Your instructions.
Whenever a line below includes the word "magenta", copy that line.

--*--

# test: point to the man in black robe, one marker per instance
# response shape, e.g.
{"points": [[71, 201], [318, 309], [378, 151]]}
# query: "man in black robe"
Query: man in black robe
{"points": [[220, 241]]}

--*--

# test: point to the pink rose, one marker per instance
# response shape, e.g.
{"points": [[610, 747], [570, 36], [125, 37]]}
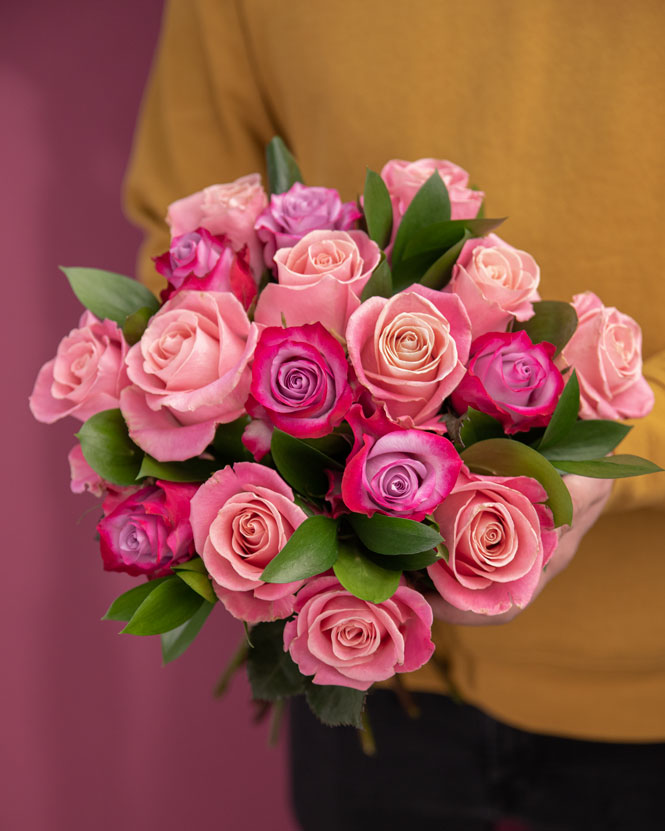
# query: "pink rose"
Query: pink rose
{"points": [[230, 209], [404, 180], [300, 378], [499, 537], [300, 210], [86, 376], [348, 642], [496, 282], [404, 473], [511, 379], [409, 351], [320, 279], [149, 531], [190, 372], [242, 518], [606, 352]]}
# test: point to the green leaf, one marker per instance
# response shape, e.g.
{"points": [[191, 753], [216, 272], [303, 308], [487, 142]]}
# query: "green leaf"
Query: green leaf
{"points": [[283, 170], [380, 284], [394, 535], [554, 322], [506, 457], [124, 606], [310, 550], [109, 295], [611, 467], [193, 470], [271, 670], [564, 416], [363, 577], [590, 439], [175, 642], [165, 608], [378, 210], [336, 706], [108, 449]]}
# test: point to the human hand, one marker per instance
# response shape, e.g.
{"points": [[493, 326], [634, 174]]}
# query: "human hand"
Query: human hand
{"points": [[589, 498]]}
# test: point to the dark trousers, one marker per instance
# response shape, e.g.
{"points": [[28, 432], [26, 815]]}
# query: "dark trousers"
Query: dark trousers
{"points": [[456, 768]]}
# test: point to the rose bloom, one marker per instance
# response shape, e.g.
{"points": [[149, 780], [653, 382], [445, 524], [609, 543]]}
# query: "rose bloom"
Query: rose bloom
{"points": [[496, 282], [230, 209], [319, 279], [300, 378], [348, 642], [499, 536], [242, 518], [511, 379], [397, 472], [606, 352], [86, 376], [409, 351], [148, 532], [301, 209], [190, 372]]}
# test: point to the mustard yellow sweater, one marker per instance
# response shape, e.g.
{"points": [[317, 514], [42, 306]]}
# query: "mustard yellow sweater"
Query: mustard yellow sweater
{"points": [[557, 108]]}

--*--

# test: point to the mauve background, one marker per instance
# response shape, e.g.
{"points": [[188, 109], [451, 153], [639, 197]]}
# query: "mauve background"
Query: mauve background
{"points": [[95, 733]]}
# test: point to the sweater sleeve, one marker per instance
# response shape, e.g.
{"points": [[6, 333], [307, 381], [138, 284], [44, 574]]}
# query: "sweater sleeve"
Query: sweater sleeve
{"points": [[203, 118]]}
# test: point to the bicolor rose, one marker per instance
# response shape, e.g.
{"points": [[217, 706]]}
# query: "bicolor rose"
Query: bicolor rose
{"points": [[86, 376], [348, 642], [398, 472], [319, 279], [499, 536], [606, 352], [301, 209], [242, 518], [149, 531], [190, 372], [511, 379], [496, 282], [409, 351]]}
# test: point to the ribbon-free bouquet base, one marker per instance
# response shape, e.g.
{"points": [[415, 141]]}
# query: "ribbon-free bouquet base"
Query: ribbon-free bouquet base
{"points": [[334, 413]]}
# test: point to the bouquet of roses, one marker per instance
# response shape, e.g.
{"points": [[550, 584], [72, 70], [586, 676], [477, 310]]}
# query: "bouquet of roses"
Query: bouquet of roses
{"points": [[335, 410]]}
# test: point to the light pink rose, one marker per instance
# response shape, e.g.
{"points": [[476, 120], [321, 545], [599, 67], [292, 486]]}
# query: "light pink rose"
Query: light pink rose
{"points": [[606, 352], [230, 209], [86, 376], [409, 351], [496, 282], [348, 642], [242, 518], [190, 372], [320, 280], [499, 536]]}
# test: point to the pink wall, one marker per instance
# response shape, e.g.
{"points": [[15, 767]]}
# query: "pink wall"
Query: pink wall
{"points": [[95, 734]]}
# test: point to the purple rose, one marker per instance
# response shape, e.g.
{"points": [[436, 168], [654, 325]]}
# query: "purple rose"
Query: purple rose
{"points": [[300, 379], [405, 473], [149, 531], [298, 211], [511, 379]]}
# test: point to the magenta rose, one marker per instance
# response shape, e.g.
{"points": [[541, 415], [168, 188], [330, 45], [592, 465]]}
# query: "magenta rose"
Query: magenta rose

--*--

Task answer.
# test: point to the magenta rose, one marker per instance
# query: "magenta rose"
Query: magenta rose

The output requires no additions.